Requirement
Look in the data below for the line that contains "For this exercise we mark the framed artwork". Copy that line and the remaining lines exactly.

Coordinate annotation entries
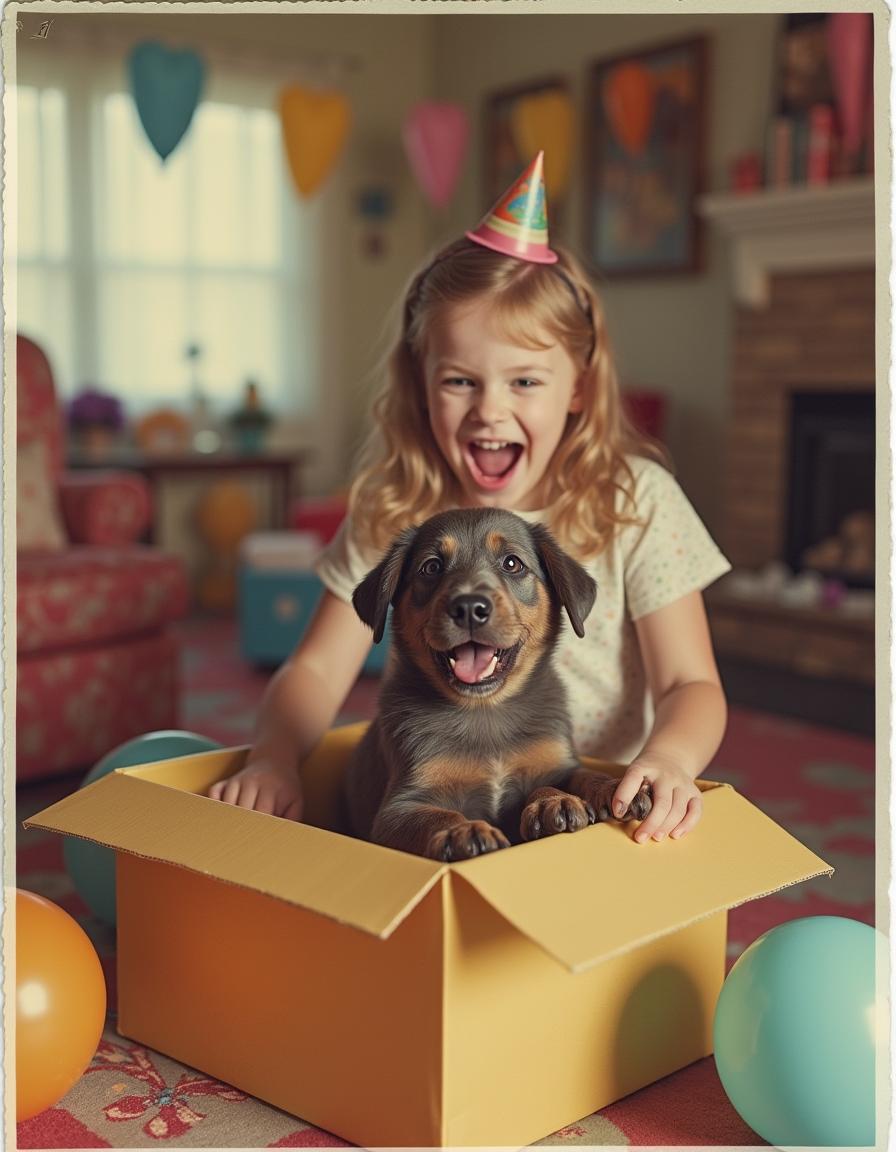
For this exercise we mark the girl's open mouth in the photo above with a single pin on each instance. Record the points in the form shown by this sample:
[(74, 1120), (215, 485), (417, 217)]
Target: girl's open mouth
[(492, 463)]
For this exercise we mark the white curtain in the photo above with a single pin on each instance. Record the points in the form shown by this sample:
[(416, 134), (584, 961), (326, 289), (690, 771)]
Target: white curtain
[(124, 260)]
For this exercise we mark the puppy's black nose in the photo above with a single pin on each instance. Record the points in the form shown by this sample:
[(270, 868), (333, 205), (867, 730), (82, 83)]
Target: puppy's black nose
[(469, 611)]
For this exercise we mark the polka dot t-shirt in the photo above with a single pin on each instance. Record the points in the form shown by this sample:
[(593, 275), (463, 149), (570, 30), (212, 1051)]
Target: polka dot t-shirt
[(647, 566)]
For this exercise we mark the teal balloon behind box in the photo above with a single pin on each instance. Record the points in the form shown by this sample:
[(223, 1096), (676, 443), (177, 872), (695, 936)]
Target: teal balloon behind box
[(91, 866), (796, 1032), (166, 85), (275, 607)]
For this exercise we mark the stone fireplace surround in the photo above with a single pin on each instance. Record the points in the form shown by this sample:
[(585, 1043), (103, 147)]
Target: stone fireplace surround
[(802, 264)]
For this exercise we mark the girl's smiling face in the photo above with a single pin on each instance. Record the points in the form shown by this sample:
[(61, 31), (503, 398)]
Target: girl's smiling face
[(498, 410)]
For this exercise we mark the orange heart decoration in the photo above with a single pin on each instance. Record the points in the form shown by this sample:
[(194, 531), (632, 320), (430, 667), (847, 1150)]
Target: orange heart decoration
[(314, 127), (545, 121), (628, 100)]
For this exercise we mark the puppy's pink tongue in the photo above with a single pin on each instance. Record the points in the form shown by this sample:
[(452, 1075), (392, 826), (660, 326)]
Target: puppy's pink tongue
[(472, 661)]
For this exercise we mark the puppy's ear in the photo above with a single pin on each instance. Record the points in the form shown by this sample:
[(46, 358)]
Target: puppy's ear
[(569, 580), (376, 592)]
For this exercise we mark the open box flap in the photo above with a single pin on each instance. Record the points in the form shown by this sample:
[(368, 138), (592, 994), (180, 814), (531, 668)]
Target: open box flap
[(593, 894), (347, 880)]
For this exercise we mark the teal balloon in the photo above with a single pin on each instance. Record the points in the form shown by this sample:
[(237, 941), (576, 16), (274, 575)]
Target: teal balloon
[(166, 85), (796, 1032), (91, 866)]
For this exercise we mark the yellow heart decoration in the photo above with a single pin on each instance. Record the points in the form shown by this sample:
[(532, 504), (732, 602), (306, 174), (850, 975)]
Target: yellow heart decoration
[(545, 121), (314, 129)]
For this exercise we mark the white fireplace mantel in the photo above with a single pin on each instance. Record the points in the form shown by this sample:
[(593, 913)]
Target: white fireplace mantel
[(794, 229)]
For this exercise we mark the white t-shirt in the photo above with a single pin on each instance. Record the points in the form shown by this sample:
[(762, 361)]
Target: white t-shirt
[(646, 567)]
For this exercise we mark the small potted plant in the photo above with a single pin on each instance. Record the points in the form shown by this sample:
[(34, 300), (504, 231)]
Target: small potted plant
[(95, 419), (250, 422)]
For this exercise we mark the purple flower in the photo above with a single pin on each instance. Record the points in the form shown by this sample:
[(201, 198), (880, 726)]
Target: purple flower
[(91, 408)]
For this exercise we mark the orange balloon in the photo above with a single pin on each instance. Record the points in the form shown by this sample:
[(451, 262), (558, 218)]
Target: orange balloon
[(628, 100), (60, 1003)]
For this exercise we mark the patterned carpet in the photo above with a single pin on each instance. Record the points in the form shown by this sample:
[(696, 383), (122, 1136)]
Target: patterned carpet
[(818, 783)]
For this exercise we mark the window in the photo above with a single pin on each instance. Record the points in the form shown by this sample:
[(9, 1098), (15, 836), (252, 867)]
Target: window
[(123, 259)]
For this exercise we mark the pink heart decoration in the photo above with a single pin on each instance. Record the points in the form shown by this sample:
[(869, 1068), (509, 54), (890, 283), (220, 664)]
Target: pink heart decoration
[(435, 136)]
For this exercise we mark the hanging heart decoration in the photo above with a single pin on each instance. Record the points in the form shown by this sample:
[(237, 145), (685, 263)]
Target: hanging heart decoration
[(544, 122), (435, 134), (316, 126), (166, 85), (629, 98)]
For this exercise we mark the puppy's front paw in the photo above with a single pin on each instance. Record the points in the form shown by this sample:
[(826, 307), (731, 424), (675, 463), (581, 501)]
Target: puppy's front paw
[(463, 841), (601, 790), (549, 815)]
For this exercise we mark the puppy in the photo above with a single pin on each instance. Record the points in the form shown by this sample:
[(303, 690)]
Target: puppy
[(472, 745)]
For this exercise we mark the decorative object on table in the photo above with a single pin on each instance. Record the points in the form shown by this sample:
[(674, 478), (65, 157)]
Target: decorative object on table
[(746, 173), (519, 122), (314, 126), (205, 436), (645, 153), (225, 514), (850, 46), (166, 84), (797, 1030), (95, 419), (435, 135), (822, 105), (164, 431), (250, 422), (60, 1002)]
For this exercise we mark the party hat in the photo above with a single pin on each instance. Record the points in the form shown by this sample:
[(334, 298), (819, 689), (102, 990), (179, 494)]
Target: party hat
[(517, 224)]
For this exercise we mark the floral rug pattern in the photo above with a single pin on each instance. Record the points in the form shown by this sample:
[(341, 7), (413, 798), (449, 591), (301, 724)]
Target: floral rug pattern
[(818, 783)]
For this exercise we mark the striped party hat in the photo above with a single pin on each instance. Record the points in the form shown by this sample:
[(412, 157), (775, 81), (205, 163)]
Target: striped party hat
[(517, 224)]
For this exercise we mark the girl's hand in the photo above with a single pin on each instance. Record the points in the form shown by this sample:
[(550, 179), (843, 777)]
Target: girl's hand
[(265, 787), (677, 804)]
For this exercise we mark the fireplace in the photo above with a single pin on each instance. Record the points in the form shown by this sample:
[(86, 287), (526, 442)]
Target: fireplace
[(830, 516), (799, 468)]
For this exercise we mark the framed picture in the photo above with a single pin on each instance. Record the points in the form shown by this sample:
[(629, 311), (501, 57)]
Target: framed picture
[(502, 160), (645, 158)]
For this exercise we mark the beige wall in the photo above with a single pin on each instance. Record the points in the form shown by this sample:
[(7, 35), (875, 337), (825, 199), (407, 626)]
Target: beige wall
[(673, 334)]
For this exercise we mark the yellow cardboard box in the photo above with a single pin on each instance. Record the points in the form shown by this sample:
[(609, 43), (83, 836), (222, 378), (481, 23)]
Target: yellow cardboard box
[(399, 1001)]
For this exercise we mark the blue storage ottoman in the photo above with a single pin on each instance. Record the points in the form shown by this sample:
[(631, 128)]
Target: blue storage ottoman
[(279, 592)]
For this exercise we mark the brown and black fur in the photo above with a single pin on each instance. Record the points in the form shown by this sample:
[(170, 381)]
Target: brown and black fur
[(449, 770)]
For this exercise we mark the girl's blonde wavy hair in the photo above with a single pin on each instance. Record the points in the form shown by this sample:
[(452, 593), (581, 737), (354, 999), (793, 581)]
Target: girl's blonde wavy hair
[(402, 476)]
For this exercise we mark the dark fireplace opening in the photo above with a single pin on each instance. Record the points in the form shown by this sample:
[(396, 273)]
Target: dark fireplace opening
[(830, 522)]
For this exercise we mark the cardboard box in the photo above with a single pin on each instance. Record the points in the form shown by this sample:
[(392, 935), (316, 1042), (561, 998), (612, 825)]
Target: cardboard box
[(399, 1001)]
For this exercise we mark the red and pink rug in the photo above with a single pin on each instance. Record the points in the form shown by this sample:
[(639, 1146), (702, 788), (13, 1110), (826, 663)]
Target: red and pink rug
[(818, 783)]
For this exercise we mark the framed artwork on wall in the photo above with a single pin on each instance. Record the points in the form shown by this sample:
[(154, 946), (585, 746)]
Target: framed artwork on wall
[(518, 122), (645, 160)]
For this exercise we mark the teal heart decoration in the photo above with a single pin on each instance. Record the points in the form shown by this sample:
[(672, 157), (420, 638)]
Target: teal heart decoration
[(166, 85)]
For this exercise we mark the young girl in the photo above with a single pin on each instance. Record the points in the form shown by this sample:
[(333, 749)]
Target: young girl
[(501, 392)]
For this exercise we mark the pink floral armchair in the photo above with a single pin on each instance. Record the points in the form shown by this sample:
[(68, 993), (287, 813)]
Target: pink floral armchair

Problem solution
For this exercise we mark the framed artwork on wall in the photo above with a single pin on each instance. Record the points in the form shown by this sample:
[(154, 946), (585, 746)]
Target: framed artwork on wall
[(518, 122), (645, 160)]
For this exercise we mark the teal heart decoration in the photo above with a single pin on each instance. Record the points in the form shown by this sample:
[(672, 157), (420, 638)]
Target: teal heart decoration
[(166, 85)]
For this exercise we mark the young girl in the photo above with a single pin on each instance. Record the points in the form shown by this sample:
[(333, 749)]
Target: young girl
[(501, 392)]
For this exercise we mark the pink floral armchair in the photo above with a single pin on each instance. Record the points in the form shown by this sample:
[(68, 993), (287, 813)]
Target: pink floral armchair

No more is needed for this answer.